# [EXERCISE BRIEF]
Below are the entries to work from; restate word for word the portion that opens with the line containing "target: plant stem" and closes with the line containing "note: M, L, Z", keeping both.

# [DATA EXTRACT]
____

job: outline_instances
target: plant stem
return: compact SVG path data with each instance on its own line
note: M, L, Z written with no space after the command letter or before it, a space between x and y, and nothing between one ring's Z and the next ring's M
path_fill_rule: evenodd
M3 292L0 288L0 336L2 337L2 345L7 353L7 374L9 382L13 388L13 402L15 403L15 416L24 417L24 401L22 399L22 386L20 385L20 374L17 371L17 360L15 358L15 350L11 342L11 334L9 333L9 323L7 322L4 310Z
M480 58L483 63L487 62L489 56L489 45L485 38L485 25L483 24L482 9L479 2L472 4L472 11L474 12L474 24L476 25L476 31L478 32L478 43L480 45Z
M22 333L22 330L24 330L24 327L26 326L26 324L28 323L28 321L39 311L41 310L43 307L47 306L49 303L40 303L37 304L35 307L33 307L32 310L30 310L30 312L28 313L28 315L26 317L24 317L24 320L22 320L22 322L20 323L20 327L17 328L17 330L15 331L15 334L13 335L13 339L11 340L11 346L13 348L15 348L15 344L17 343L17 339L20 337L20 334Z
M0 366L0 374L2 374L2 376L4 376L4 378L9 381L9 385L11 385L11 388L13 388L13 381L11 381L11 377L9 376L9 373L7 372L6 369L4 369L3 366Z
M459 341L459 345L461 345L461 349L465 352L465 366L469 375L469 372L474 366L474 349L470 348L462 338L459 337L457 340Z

____

# [ANSWER TO THIS EXERCISE]
target: plant stem
return: compact SVG path data with each instance on its own line
note: M, L, Z written with no space after the command letter or before it, a space between x and y, and nothing between one ring's Z and the next ring's M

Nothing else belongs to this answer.